*** Data provided Section Begins ***
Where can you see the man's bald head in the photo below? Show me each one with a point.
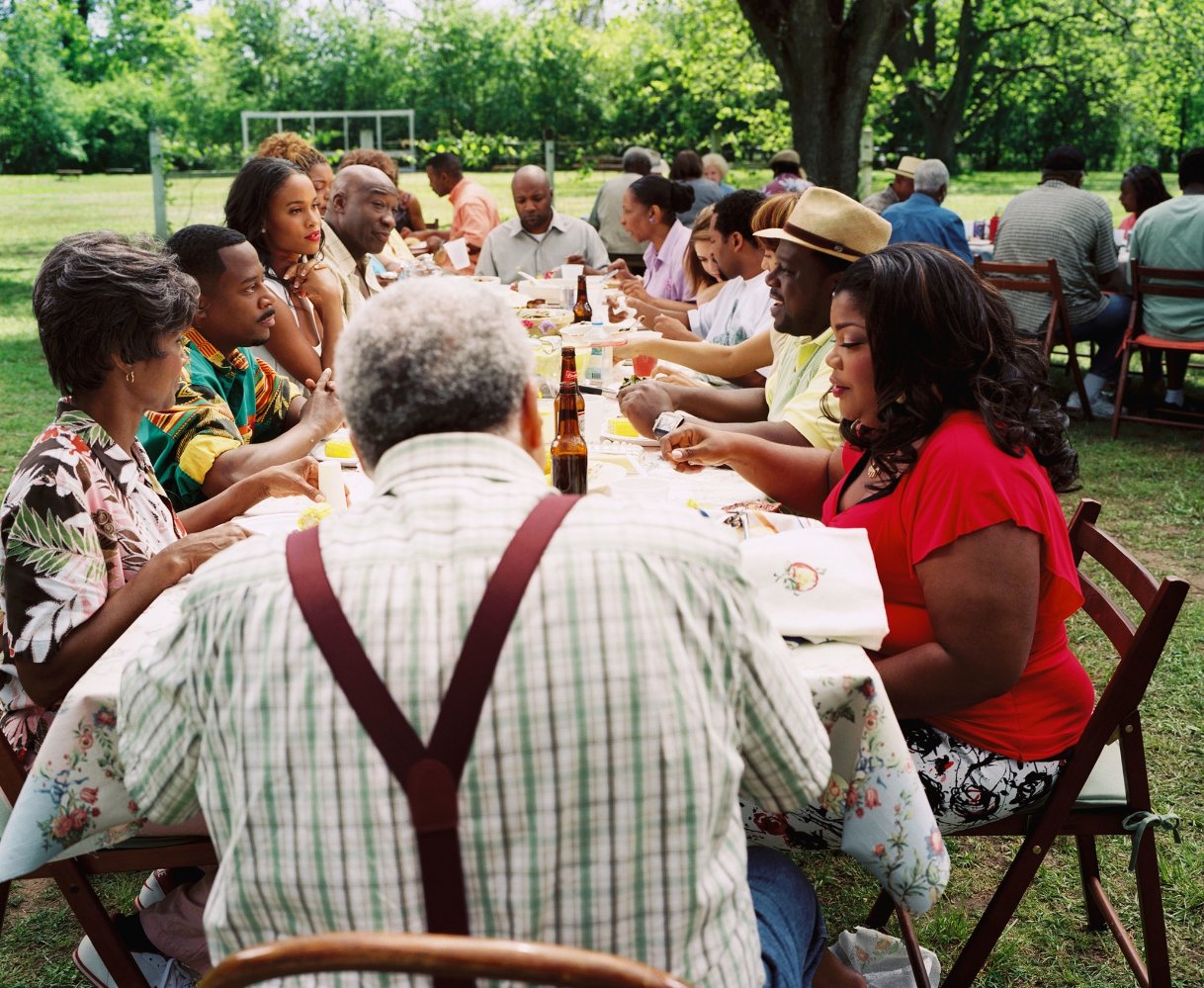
(362, 205)
(532, 198)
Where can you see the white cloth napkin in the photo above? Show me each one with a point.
(818, 584)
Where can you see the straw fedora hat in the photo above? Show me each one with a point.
(832, 223)
(906, 166)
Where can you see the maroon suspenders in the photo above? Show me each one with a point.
(429, 773)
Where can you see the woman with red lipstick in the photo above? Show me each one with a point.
(954, 451)
(274, 204)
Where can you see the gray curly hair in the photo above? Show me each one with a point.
(431, 356)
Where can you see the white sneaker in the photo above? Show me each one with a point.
(1100, 407)
(159, 971)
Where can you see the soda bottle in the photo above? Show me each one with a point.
(583, 313)
(569, 456)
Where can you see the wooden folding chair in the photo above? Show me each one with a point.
(72, 875)
(1042, 280)
(1103, 789)
(436, 954)
(1170, 282)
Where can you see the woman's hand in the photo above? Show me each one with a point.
(691, 447)
(189, 552)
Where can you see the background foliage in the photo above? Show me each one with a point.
(984, 83)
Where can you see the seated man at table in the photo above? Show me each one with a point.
(922, 220)
(1059, 220)
(635, 699)
(540, 237)
(359, 221)
(1171, 235)
(824, 233)
(232, 414)
(474, 213)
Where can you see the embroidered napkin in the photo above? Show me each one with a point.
(818, 584)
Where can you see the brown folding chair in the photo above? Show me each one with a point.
(1103, 789)
(1171, 282)
(436, 954)
(1042, 280)
(72, 875)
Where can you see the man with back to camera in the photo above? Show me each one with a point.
(474, 213)
(359, 220)
(232, 414)
(824, 233)
(540, 237)
(1171, 235)
(1059, 220)
(635, 846)
(900, 189)
(921, 219)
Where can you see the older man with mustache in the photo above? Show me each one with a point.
(232, 414)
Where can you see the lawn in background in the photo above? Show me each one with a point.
(1152, 484)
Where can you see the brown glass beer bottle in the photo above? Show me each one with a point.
(569, 456)
(583, 313)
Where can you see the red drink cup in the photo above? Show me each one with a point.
(644, 365)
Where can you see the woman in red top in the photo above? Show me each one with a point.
(954, 451)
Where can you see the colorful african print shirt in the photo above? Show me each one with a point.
(221, 404)
(81, 517)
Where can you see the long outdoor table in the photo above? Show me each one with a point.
(75, 800)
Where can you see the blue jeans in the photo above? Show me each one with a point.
(1106, 329)
(788, 918)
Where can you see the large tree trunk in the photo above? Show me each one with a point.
(826, 58)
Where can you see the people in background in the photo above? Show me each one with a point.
(1142, 187)
(650, 208)
(359, 227)
(900, 189)
(681, 674)
(540, 237)
(89, 540)
(955, 451)
(473, 210)
(714, 166)
(922, 220)
(1060, 220)
(229, 414)
(788, 174)
(272, 204)
(296, 148)
(606, 217)
(688, 167)
(1171, 235)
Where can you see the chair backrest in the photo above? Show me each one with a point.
(1033, 279)
(1174, 282)
(1138, 649)
(435, 954)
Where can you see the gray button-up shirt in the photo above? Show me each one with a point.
(509, 248)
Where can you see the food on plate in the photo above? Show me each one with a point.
(338, 448)
(312, 514)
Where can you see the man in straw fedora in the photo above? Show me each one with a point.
(900, 189)
(824, 233)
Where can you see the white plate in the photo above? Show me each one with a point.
(651, 443)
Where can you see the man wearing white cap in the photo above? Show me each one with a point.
(900, 189)
(824, 233)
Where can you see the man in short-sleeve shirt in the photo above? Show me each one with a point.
(1059, 220)
(232, 414)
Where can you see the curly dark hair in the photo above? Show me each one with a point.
(1148, 187)
(99, 294)
(942, 340)
(247, 202)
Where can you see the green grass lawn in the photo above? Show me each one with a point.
(1152, 484)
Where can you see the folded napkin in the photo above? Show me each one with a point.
(818, 584)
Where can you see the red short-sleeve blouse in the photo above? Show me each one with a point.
(961, 484)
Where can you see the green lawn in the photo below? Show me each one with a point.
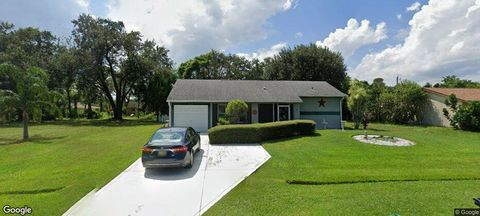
(65, 160)
(445, 162)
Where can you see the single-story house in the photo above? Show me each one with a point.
(200, 103)
(436, 102)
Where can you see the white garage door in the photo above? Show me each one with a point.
(195, 116)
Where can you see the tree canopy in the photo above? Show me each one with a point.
(217, 65)
(308, 62)
(455, 82)
(117, 60)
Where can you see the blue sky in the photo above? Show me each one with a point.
(415, 39)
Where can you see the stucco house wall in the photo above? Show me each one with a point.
(433, 111)
(330, 113)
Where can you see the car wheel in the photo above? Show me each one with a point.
(190, 164)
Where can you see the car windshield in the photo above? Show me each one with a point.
(166, 138)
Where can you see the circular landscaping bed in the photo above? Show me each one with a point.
(383, 140)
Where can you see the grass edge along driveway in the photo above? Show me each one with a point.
(65, 160)
(363, 179)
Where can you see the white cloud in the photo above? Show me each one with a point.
(399, 16)
(354, 36)
(414, 7)
(52, 15)
(264, 53)
(443, 39)
(290, 4)
(192, 27)
(83, 3)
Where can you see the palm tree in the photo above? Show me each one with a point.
(30, 95)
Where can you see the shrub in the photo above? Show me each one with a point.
(236, 111)
(254, 133)
(466, 116)
(223, 121)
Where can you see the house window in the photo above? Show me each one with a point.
(283, 112)
(221, 110)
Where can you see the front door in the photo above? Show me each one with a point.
(283, 112)
(265, 113)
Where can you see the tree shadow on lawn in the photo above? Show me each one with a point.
(348, 128)
(316, 134)
(35, 138)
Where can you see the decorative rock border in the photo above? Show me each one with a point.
(384, 140)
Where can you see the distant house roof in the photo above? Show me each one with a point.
(195, 90)
(463, 94)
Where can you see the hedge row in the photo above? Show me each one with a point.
(255, 133)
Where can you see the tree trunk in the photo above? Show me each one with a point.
(69, 99)
(89, 110)
(25, 124)
(75, 108)
(117, 110)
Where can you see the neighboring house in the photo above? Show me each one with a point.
(200, 103)
(436, 102)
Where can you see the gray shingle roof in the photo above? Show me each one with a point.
(195, 90)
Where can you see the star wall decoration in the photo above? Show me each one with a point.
(321, 103)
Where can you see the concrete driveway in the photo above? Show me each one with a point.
(136, 191)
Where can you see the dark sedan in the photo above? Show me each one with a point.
(171, 147)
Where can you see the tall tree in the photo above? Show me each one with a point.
(217, 65)
(376, 89)
(31, 92)
(65, 73)
(308, 62)
(358, 102)
(116, 57)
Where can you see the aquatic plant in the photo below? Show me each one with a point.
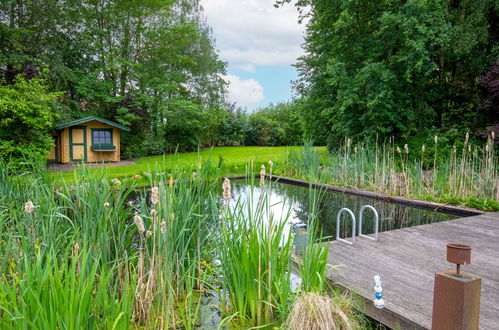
(255, 254)
(388, 168)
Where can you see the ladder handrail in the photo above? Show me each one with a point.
(376, 224)
(338, 220)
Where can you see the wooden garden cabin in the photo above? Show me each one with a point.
(91, 139)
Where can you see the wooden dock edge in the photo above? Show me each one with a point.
(385, 315)
(460, 211)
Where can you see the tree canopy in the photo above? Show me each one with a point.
(395, 68)
(147, 64)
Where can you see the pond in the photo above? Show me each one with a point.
(296, 200)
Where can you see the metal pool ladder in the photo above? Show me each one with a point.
(338, 220)
(361, 213)
(376, 223)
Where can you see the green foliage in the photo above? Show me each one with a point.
(278, 124)
(465, 174)
(394, 68)
(149, 65)
(26, 119)
(255, 253)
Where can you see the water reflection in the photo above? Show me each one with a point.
(296, 200)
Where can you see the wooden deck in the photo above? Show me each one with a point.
(406, 259)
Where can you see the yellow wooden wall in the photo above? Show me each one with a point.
(92, 156)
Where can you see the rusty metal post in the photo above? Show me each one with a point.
(456, 296)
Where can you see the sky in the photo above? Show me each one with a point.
(259, 43)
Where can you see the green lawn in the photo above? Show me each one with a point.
(234, 158)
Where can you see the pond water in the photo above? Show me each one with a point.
(296, 200)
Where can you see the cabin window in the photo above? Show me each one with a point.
(102, 136)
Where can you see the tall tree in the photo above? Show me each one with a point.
(384, 68)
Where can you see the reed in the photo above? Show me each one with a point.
(255, 253)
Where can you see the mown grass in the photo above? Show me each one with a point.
(233, 160)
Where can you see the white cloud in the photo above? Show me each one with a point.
(254, 32)
(243, 92)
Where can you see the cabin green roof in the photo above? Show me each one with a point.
(87, 119)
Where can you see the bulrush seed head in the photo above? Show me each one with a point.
(139, 223)
(29, 207)
(154, 195)
(116, 181)
(226, 188)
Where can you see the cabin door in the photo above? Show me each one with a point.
(54, 151)
(78, 144)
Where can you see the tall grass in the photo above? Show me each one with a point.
(467, 173)
(77, 258)
(99, 253)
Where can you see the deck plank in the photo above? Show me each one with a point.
(407, 259)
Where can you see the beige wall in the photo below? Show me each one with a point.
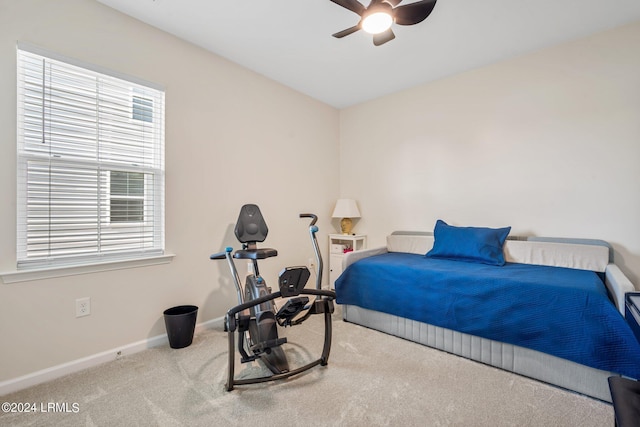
(548, 143)
(232, 137)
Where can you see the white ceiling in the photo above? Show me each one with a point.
(290, 40)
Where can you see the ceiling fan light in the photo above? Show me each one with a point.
(377, 22)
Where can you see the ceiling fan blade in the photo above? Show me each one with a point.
(343, 33)
(352, 5)
(383, 37)
(413, 13)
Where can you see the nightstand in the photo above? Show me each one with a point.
(339, 244)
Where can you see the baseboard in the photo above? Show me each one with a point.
(48, 374)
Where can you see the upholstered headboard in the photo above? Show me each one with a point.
(582, 254)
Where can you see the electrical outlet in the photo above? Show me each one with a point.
(83, 307)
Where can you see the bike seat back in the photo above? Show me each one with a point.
(250, 229)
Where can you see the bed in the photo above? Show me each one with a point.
(552, 310)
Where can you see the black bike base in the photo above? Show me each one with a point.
(322, 305)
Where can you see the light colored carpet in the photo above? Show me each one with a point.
(372, 379)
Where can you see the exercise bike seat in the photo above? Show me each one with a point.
(250, 229)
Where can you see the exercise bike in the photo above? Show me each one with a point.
(256, 317)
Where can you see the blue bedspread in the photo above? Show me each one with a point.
(559, 311)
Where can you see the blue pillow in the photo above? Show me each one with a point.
(471, 244)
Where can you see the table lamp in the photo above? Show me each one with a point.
(346, 209)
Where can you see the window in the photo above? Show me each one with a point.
(90, 164)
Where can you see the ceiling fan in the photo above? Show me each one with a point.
(377, 18)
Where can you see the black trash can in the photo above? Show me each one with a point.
(180, 322)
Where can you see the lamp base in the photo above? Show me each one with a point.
(345, 225)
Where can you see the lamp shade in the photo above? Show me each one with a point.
(346, 208)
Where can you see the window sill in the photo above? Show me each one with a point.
(50, 273)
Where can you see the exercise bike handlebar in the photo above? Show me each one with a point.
(313, 216)
(313, 229)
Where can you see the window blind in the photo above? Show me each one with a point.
(90, 165)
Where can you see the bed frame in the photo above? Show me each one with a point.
(593, 255)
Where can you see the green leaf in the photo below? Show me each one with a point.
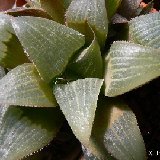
(67, 3)
(48, 44)
(115, 128)
(55, 8)
(145, 30)
(129, 8)
(78, 101)
(23, 131)
(89, 62)
(23, 86)
(112, 6)
(11, 52)
(83, 12)
(2, 72)
(129, 66)
(22, 11)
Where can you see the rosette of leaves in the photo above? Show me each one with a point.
(55, 71)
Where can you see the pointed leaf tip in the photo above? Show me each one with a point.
(78, 101)
(129, 66)
(83, 12)
(145, 30)
(23, 86)
(48, 44)
(21, 133)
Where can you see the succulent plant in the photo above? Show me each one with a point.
(57, 63)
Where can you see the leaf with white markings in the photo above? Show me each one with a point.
(23, 86)
(89, 62)
(115, 128)
(145, 30)
(129, 66)
(78, 101)
(24, 131)
(128, 8)
(49, 45)
(112, 6)
(83, 12)
(10, 56)
(55, 8)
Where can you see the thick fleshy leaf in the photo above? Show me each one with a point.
(115, 127)
(24, 131)
(128, 8)
(23, 86)
(89, 62)
(11, 52)
(67, 3)
(2, 72)
(78, 101)
(22, 11)
(48, 44)
(112, 6)
(92, 12)
(55, 8)
(145, 30)
(129, 66)
(7, 4)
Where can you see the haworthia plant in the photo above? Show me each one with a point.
(23, 86)
(23, 132)
(112, 6)
(45, 62)
(10, 56)
(52, 44)
(115, 129)
(82, 13)
(78, 101)
(145, 30)
(128, 66)
(55, 8)
(89, 62)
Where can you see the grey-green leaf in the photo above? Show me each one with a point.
(23, 86)
(112, 6)
(92, 12)
(55, 8)
(116, 128)
(22, 131)
(78, 101)
(48, 44)
(145, 30)
(129, 66)
(11, 52)
(129, 8)
(89, 62)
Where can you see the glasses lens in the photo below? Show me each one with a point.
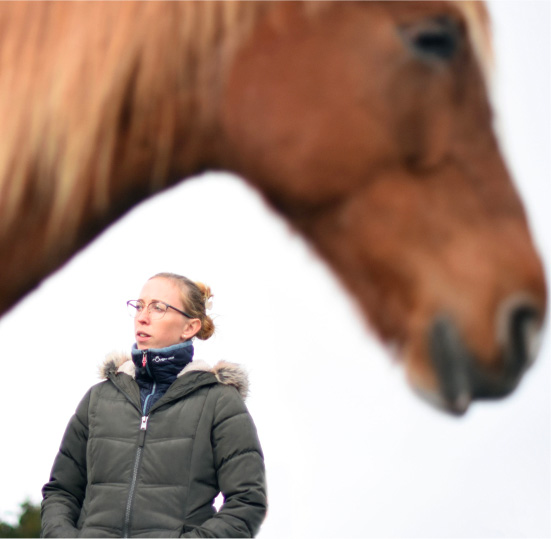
(156, 310)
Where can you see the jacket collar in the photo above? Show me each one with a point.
(226, 373)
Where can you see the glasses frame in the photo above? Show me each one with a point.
(130, 302)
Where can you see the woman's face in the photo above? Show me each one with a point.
(173, 328)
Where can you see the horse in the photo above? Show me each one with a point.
(366, 125)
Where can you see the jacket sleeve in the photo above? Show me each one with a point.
(63, 494)
(239, 462)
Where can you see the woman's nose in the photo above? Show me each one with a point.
(143, 316)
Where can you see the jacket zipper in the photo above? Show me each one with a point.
(137, 460)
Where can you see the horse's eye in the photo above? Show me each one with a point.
(436, 38)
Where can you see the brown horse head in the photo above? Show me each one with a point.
(365, 124)
(384, 156)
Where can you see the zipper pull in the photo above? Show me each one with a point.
(143, 428)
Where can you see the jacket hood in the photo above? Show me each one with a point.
(225, 372)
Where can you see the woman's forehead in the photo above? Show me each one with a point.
(161, 289)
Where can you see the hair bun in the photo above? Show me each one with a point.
(207, 294)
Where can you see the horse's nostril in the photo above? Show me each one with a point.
(461, 378)
(519, 325)
(451, 362)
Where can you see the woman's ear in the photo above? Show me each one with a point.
(192, 328)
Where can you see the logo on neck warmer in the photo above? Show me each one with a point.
(159, 359)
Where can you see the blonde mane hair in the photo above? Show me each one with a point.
(73, 140)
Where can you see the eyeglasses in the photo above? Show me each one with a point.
(156, 309)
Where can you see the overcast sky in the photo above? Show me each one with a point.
(350, 451)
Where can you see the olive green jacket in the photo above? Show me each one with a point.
(118, 474)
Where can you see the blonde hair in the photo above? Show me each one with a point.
(195, 296)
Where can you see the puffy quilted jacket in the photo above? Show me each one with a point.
(118, 474)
*** Data provided Section Ends ***
Your answer must hold the line containing "Where can you see the zipper" and all lines after it in the entries above, exactly, and nothing else.

- Result of this task:
Where can you see the zipper pull in the photo above? Show me each one with a point.
(143, 428)
Where can you see the jacket hood in the photo above? Show me each one with a point.
(225, 372)
Where can you see the woman's forehead in the photo above? Show me each one with a point.
(161, 289)
Where can you see the hair bun in the photo above? Show me each one with a point.
(207, 294)
Where can you see the horse's nostril in the photo above? Show me each one with a point.
(461, 378)
(519, 325)
(451, 362)
Where can you see the woman's ear in the photo above? Show me each one with a point.
(192, 328)
Where can you see the logo on neck warmer in the photo above? Show me each one with a point.
(159, 359)
Where can you see the blonde mane hair in the photo above? Show me each one with a point.
(73, 140)
Where can you see the eyeglasses in the photo above? Show me each one with a point.
(156, 309)
Where can you see the overcast sky in the photo above? Show me each one with a point.
(350, 451)
Where can you see the olive green jacket in the photo above? Show me each one with a point.
(118, 474)
Where can you see the blonde hair in the photo above? Show me each one with a point.
(195, 296)
Where can you see the puffy quilted jacket in the photo above? Show me each one with a point.
(118, 474)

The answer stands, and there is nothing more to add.